• Records for this exercise:

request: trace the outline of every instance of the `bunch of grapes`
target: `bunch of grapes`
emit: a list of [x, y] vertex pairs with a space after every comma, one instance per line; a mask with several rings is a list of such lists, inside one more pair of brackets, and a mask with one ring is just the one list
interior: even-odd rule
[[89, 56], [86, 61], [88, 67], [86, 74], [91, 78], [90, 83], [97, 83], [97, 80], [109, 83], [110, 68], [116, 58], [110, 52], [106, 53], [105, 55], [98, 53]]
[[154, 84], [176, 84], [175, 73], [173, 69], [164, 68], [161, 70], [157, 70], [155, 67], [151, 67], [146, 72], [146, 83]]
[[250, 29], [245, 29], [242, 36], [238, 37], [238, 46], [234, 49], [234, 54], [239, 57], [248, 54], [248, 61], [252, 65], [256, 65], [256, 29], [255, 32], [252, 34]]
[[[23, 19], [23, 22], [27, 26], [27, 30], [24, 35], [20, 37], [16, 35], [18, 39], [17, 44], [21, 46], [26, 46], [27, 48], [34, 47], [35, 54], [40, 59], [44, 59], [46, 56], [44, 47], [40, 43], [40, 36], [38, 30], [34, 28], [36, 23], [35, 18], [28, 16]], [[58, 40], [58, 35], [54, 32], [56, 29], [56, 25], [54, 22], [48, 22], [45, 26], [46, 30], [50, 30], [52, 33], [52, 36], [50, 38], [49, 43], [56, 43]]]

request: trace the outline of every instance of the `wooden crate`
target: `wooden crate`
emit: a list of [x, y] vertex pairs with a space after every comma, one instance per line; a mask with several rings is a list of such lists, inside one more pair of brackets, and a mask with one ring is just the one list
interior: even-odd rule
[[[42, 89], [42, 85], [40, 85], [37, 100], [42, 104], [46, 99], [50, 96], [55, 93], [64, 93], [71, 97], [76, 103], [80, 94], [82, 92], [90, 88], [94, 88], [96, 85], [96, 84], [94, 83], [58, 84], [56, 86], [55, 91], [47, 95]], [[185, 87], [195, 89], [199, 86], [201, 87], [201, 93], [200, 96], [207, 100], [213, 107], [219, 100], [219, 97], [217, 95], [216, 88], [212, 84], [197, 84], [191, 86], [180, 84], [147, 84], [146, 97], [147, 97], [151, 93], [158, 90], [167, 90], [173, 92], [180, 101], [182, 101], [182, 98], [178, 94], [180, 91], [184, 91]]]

• What is asked: Transcribe the lines of the entries exactly, beginning at the start of the entries and ending with the line that contains "43], [56, 43]]]".

• Task result:
request: trace the outline of every instance of the `bunch of grapes`
target: `bunch of grapes`
emit: a list of [x, y] vertex pairs with a space after every comma, one instance per line; a mask with several rings is a list of such lists, inside one more pair of brackets, and a mask with one ring is just the one list
interior: even-odd rule
[[89, 56], [86, 61], [88, 67], [86, 74], [91, 78], [90, 83], [97, 83], [97, 80], [109, 83], [110, 68], [116, 58], [110, 52], [106, 53], [105, 55], [98, 53]]
[[154, 84], [176, 84], [175, 73], [173, 69], [164, 68], [161, 70], [157, 70], [155, 67], [151, 67], [146, 72], [146, 83]]
[[250, 29], [245, 29], [242, 36], [238, 37], [238, 46], [234, 49], [234, 54], [239, 57], [248, 54], [248, 61], [252, 65], [256, 65], [256, 29], [255, 32], [252, 34]]
[[[23, 19], [23, 22], [27, 26], [27, 30], [24, 35], [20, 37], [16, 35], [18, 39], [17, 44], [21, 46], [26, 46], [27, 48], [34, 47], [35, 54], [40, 59], [44, 59], [46, 56], [44, 47], [40, 43], [40, 36], [38, 30], [34, 28], [36, 23], [35, 18], [28, 16]], [[58, 40], [58, 35], [54, 32], [56, 29], [56, 25], [54, 22], [48, 22], [45, 26], [46, 30], [50, 30], [52, 33], [52, 36], [50, 38], [49, 43], [56, 43]]]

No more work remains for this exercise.